Records provided below:

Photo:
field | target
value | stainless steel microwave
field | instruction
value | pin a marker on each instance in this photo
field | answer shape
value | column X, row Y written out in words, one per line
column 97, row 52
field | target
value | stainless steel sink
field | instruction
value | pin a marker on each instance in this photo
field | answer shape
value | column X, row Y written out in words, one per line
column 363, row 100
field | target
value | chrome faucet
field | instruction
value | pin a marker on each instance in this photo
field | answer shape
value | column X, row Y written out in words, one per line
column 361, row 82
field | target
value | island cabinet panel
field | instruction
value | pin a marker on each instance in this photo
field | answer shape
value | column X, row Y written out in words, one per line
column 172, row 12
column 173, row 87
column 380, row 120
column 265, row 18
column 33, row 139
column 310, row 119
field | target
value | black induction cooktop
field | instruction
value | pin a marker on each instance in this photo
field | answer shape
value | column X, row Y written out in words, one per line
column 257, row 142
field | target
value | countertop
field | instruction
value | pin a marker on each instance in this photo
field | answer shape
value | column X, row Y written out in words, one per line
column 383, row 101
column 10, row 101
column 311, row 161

End of Records provided.

> _To do_: Reproduce the entries above exactly, every line included.

> _Exercise response_:
Photo:
field | target
value | stainless steel microwave
field | instruction
value | pin a marker on each instance in this photo
field | answer shape
value | column X, row Y written out in words, one per line
column 97, row 52
field | target
value | stainless steel sink
field | instruction
value | pin a marker on each instance in this photo
field | answer shape
value | column X, row Y written out in words, one per line
column 363, row 100
field | target
value | chrome faucet
field | instruction
value | pin a marker on each instance in this photo
field | answer shape
value | column X, row Y written out in words, one per line
column 361, row 82
field | target
value | island cabinet panel
field | instruction
value | pin a marker on each instance in this photo
field | answer shape
value | column X, row Y written out in words, one per line
column 172, row 12
column 173, row 87
column 380, row 120
column 265, row 18
column 33, row 139
column 310, row 119
field | target
value | black induction cooktop
field | instruction
value | pin a marker on each instance in this photo
field | answer shape
value | column X, row Y written out in words, one per line
column 257, row 142
field | target
value | countertop
field | instruction
value | pin a marker on each instance in this photo
field | answer shape
value | column X, row Y written out in words, one per line
column 383, row 101
column 10, row 101
column 311, row 161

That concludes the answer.